GOAL
Turn each line of the records below into a JSON list of strings, one string per line, leaving out blank lines.
BEGIN DATA RECORDS
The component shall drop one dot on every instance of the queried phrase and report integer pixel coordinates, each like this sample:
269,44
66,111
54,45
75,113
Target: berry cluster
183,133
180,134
END DATA RECORDS
WRITTEN SOLUTION
[
  "The component shall drop one dot on every instance of the queried phrase and report integer pixel coordinates, each like this sample:",
  "269,44",
  "66,111",
  "54,45",
  "75,113",
  "Target: berry cluster",
  "183,133",
  "180,134"
]